[Dataset items]

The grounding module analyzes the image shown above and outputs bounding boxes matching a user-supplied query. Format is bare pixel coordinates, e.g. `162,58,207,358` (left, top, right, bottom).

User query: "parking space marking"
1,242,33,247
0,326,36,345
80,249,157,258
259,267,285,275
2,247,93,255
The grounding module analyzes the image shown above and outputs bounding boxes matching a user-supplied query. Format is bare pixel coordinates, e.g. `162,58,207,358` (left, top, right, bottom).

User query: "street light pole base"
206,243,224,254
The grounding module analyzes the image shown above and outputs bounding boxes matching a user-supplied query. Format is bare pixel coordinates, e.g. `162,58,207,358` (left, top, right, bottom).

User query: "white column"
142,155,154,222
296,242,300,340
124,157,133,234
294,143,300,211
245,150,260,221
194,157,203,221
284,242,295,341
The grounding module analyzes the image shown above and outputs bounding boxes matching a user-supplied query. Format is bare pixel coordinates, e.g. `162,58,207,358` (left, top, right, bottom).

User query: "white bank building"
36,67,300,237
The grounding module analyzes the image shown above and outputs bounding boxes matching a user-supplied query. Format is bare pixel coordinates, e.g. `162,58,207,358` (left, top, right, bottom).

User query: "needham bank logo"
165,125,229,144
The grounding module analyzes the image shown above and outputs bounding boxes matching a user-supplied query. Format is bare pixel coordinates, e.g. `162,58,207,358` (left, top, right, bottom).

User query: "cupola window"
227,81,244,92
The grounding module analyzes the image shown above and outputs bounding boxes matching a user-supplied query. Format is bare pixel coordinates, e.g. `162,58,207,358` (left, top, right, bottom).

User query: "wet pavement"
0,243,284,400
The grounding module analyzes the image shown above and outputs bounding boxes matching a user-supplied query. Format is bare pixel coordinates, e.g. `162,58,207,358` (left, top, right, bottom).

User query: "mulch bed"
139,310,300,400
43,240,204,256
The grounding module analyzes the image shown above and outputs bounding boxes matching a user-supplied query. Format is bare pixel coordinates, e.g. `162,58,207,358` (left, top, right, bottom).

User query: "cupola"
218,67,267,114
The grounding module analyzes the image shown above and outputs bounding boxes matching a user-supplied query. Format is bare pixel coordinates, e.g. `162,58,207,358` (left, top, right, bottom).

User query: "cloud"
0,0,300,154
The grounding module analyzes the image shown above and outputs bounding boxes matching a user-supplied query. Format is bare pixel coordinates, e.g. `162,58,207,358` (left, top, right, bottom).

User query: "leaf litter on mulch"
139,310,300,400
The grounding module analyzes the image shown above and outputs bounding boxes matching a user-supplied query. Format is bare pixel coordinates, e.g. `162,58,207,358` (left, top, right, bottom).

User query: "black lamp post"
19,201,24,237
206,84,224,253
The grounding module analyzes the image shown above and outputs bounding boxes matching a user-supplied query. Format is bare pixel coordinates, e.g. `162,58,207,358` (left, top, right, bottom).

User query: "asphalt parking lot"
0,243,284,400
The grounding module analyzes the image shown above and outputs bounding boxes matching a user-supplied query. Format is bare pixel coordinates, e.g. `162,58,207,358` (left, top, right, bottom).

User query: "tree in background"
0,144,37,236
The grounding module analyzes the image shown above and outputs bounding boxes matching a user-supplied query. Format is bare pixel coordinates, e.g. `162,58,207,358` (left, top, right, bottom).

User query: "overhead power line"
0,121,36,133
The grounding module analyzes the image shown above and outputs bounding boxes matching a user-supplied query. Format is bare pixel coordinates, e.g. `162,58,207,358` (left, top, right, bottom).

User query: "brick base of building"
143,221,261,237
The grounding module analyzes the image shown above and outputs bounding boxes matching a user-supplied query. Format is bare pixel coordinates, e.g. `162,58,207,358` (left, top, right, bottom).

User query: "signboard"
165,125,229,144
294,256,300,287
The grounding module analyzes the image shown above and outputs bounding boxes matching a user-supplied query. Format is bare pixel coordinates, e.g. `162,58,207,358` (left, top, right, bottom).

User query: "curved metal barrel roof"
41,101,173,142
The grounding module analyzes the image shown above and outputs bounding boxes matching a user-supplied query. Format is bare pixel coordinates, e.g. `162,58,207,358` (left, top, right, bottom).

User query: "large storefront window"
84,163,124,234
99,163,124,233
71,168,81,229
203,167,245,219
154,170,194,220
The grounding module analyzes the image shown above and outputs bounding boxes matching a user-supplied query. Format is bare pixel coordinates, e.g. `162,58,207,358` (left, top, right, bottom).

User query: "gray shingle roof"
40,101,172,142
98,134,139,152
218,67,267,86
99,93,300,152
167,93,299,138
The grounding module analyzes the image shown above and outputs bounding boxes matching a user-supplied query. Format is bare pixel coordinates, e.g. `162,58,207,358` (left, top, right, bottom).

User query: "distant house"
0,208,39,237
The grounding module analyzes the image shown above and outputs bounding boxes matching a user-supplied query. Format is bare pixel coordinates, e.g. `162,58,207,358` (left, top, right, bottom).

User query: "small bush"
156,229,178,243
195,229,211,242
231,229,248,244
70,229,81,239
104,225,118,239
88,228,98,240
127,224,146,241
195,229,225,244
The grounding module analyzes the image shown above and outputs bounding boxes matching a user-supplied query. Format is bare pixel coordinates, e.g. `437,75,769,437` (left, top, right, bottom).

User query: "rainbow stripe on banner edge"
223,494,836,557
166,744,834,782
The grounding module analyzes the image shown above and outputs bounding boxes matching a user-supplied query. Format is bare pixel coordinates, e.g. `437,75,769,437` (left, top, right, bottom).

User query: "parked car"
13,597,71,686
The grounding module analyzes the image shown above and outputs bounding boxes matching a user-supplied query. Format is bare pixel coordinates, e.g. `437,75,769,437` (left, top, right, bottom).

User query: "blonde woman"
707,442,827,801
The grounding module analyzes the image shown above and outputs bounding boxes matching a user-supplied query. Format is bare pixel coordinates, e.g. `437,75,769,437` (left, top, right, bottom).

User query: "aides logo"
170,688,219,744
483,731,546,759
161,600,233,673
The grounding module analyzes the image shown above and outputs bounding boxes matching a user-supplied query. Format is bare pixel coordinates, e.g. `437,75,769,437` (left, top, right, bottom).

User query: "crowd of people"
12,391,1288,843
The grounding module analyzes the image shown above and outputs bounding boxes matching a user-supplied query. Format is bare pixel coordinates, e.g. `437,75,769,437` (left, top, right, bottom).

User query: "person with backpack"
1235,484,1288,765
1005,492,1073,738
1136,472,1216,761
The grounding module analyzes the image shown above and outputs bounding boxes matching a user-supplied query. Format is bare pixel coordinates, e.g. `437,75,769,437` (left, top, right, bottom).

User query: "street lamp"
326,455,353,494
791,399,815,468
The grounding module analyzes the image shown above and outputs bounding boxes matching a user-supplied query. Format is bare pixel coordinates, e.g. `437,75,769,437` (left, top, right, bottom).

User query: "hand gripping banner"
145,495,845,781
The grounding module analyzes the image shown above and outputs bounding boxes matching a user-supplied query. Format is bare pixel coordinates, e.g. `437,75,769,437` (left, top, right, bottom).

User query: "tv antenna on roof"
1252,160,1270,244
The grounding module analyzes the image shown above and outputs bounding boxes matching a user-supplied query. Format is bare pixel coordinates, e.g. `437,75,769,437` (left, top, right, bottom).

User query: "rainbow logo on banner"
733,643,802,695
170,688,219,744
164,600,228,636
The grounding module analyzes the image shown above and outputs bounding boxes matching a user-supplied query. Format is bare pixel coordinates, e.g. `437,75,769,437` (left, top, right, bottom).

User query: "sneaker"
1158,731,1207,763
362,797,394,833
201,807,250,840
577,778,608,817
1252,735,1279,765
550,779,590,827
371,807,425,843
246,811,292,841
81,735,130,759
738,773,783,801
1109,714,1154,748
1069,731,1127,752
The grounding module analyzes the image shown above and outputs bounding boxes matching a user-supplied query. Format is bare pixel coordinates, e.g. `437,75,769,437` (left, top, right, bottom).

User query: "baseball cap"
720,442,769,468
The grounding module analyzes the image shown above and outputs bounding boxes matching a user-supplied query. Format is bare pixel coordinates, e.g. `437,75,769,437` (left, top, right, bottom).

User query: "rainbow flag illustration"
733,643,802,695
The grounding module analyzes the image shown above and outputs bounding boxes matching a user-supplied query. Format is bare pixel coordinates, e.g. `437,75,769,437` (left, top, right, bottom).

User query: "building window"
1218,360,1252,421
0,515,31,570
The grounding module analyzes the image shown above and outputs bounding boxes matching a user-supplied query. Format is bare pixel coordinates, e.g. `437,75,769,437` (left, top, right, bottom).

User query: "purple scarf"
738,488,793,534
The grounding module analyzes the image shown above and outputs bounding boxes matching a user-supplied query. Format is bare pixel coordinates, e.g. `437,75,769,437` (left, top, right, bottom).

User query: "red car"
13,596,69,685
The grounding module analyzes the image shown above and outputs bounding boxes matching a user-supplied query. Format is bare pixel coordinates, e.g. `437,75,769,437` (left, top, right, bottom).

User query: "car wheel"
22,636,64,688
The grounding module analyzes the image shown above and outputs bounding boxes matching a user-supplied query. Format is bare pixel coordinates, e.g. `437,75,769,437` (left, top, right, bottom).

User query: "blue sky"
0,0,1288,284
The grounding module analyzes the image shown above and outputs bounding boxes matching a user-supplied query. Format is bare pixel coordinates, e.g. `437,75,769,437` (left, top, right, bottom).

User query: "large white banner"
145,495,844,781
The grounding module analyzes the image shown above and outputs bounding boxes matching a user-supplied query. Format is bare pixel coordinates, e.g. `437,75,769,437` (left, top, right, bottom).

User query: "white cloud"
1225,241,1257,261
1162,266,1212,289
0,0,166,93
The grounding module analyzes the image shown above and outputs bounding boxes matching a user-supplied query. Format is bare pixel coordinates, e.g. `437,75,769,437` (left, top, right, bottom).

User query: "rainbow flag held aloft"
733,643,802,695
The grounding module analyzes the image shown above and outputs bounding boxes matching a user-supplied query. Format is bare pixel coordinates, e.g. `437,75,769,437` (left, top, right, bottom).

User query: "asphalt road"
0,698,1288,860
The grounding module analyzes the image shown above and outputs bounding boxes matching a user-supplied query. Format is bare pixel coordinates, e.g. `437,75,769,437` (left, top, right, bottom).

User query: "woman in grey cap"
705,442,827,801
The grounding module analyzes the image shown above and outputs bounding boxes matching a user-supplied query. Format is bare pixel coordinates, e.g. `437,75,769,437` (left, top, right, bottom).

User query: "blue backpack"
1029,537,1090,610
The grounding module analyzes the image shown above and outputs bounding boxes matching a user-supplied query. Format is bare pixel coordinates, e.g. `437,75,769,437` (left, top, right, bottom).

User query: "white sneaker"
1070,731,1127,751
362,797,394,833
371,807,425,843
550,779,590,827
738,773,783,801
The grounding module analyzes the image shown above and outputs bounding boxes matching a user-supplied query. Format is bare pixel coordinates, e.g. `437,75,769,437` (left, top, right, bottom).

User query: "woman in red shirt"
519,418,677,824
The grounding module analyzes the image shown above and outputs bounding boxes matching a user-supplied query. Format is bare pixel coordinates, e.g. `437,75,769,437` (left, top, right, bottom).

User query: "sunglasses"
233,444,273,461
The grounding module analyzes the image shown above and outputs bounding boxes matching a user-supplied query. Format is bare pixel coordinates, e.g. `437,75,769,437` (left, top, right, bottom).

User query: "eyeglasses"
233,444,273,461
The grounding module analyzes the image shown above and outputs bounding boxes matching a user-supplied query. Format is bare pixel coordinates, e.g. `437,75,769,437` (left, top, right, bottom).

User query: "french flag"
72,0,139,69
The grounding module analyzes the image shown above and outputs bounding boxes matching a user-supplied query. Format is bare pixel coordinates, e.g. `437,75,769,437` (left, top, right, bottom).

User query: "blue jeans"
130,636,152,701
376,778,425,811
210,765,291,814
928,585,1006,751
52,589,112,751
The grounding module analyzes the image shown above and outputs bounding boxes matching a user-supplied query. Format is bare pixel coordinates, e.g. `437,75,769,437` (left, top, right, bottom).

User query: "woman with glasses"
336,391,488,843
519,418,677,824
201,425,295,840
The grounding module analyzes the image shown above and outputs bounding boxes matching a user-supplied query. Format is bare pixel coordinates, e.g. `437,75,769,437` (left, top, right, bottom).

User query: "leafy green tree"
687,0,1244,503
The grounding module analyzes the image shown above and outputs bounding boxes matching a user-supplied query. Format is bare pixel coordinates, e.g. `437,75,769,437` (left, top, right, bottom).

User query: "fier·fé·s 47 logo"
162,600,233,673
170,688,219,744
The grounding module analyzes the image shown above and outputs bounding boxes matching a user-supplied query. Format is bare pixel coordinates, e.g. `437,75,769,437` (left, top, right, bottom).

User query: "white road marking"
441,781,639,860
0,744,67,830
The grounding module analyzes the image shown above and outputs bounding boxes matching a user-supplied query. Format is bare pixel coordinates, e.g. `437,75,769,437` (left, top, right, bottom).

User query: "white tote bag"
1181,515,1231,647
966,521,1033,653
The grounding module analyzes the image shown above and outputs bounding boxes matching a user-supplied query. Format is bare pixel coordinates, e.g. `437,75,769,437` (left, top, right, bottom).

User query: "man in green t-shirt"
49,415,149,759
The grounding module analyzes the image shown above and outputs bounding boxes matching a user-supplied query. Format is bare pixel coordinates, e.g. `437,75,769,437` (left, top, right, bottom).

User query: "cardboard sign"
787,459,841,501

[AIM] Copy out every line above that contains the word "cupola", treating uppercase and lowercase as different.

[ANSWER FOR THE TASK]
User query: "cupola window"
User query: "cupola"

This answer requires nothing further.